▸ **Directions for this task**:
Quote the stretch of the items below from their first line through the line containing "509,99,524,116", including both ends, and leave the pictures out of your answer.

▸ **Records supplied**:
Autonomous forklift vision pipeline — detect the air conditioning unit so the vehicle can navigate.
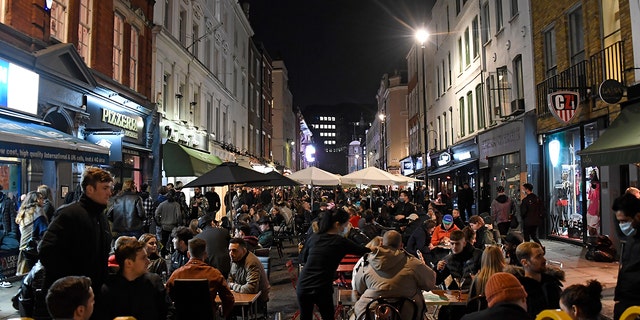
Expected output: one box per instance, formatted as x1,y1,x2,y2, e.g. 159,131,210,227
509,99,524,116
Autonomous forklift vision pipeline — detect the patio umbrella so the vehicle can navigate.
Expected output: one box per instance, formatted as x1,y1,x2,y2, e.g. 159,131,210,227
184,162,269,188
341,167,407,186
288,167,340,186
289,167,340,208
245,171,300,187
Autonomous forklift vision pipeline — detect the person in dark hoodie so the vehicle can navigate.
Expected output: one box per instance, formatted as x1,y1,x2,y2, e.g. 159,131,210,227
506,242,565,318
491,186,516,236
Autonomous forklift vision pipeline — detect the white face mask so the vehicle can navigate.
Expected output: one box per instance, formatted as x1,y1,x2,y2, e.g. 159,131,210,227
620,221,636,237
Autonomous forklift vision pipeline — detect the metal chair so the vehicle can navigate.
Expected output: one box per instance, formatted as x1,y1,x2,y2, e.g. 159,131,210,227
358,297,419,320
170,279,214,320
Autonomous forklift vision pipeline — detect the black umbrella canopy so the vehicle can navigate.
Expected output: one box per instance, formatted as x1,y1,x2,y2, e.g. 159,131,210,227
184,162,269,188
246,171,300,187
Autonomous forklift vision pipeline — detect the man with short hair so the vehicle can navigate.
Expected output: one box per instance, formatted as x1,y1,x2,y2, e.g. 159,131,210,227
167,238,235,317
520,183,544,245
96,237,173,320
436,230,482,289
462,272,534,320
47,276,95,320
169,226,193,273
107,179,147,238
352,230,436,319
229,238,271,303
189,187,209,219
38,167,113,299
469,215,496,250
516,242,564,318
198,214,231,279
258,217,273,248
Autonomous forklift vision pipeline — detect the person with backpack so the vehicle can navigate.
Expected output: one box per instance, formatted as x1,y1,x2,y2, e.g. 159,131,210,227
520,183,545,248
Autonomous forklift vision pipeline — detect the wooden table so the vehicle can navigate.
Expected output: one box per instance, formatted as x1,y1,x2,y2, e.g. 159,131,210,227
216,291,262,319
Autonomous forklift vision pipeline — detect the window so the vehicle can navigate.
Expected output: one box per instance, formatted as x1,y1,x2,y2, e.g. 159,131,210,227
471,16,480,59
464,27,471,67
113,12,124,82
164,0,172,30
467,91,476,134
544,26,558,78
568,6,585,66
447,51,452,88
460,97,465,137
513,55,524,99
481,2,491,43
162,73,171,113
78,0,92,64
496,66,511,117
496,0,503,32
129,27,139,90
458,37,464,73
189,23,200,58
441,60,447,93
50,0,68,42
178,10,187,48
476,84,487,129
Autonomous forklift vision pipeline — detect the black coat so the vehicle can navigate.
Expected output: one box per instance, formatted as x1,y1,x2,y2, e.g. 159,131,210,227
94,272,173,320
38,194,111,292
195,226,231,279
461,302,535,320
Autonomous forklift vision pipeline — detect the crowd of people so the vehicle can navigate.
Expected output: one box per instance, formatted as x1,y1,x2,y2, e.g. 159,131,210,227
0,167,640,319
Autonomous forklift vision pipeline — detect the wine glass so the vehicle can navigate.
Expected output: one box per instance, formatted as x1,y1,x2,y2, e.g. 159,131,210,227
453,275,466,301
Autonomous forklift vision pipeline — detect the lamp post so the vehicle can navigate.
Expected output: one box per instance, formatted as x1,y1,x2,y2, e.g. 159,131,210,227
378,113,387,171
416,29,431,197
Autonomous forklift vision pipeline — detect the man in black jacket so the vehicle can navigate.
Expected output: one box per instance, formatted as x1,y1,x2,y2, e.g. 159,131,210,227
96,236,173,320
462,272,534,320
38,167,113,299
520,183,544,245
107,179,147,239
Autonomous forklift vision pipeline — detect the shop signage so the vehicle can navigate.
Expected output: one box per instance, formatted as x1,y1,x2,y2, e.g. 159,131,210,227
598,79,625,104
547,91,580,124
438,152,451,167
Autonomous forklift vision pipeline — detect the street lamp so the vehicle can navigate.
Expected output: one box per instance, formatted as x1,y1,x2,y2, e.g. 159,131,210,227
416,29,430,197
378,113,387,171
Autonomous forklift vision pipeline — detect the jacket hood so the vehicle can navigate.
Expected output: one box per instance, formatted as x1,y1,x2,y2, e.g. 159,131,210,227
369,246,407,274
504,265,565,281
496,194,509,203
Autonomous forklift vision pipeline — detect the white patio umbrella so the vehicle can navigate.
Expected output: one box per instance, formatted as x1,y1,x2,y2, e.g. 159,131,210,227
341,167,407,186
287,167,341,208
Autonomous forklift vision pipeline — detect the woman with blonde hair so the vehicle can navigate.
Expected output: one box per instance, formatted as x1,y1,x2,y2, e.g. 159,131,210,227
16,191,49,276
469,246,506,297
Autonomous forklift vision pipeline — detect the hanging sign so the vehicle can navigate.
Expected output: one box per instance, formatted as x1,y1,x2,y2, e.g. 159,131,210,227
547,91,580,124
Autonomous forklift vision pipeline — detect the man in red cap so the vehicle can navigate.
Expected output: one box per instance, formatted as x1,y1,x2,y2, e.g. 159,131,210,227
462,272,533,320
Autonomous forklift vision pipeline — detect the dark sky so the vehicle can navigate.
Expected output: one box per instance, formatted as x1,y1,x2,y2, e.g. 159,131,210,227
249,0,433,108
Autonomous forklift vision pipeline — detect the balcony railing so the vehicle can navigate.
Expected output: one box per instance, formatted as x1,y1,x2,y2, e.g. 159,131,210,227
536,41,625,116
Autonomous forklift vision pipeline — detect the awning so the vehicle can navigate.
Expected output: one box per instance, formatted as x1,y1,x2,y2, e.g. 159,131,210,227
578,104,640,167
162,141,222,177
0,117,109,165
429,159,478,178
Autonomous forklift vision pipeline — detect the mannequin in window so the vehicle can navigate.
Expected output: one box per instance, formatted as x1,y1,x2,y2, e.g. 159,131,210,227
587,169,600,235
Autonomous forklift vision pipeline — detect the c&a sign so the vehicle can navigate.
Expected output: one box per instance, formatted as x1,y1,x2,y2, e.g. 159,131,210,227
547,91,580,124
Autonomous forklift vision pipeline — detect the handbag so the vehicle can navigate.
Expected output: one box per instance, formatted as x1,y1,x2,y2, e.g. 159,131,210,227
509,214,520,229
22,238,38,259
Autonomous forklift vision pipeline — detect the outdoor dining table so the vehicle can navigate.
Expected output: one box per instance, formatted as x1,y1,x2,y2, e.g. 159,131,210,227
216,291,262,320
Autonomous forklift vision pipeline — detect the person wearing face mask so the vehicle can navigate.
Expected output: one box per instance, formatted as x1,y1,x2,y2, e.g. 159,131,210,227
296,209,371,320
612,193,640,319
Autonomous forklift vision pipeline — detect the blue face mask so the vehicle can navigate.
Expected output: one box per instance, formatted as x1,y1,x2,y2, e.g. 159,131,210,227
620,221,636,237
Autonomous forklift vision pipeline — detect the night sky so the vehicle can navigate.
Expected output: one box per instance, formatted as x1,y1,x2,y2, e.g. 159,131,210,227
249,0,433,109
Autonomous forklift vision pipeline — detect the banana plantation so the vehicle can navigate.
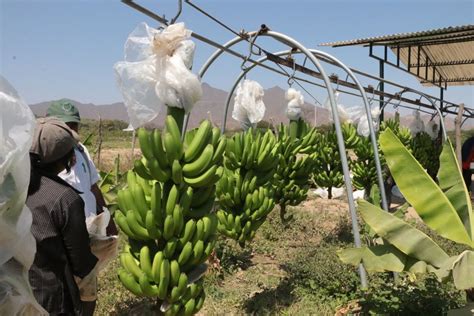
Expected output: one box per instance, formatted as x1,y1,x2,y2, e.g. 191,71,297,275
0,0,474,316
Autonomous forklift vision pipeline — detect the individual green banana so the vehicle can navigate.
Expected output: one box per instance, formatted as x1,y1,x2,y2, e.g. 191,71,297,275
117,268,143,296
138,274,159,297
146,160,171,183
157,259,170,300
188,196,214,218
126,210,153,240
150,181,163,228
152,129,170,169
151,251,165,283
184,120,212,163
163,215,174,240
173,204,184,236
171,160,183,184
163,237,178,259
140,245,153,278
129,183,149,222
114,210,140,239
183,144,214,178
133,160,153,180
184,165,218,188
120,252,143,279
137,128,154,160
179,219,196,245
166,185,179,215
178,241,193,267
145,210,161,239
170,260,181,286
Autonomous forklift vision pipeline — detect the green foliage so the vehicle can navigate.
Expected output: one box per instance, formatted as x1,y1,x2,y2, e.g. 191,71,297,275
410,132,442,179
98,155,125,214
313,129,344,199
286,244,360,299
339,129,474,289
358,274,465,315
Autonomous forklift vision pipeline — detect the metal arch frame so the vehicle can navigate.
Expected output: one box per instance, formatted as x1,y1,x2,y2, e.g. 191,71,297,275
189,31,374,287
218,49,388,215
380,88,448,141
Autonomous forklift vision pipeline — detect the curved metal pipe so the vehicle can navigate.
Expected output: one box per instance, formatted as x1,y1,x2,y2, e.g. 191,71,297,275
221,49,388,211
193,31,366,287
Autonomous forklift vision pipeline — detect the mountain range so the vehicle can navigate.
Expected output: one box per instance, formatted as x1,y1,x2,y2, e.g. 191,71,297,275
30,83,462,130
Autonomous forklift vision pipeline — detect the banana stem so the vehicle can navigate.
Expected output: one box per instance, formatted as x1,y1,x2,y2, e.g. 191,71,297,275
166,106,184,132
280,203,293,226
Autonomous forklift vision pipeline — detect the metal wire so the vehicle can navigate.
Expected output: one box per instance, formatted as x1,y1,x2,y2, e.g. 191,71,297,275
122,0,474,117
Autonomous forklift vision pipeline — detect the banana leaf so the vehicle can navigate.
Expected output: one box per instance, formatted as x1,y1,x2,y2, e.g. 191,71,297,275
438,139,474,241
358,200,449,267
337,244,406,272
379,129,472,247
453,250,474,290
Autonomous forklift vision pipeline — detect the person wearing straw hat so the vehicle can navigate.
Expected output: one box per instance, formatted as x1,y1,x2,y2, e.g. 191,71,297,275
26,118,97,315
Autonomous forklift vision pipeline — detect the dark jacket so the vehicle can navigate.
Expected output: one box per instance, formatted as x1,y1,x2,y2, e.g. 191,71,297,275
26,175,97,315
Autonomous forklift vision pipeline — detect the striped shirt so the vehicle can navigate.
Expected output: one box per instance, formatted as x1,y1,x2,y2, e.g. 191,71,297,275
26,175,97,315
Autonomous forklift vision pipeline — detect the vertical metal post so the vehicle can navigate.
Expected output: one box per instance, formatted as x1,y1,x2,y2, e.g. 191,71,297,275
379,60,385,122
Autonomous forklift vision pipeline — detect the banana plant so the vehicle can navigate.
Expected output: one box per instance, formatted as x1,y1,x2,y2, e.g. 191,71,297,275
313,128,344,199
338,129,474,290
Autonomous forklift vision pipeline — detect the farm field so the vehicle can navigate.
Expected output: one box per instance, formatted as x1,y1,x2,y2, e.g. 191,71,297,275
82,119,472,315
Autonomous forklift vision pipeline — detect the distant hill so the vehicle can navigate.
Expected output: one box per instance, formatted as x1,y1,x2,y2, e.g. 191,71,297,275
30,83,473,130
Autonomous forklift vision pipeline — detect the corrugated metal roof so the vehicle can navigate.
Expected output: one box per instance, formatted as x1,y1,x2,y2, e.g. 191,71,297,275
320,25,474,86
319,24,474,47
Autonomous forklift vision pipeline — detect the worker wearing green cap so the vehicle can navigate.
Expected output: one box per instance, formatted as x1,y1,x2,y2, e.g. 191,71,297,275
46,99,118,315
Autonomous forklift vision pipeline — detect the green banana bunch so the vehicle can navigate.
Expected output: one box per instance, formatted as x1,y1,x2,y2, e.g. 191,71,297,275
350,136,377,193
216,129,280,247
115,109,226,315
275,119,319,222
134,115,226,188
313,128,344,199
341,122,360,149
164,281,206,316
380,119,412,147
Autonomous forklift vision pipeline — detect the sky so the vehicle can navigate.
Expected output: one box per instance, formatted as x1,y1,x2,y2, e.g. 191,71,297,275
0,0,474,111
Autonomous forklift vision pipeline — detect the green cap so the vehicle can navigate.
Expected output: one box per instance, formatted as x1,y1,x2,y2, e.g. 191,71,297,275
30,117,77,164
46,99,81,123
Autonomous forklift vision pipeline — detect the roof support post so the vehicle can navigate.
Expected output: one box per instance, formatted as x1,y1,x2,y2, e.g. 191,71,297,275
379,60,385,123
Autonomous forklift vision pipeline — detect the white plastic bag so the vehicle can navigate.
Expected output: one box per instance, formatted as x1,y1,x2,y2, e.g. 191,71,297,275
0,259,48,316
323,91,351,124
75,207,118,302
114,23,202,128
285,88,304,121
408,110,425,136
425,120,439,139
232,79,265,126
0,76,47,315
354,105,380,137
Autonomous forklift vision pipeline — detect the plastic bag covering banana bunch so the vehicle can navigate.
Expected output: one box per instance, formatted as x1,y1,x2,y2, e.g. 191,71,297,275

▸ **Task solution**:
Autonomous forklift vision pipeline — detect the air conditioning unit so the vehicle can navigate.
Expected output: one box per instance, formatted as x1,y1,x2,y2, e.g. 159,131,210,227
509,99,524,116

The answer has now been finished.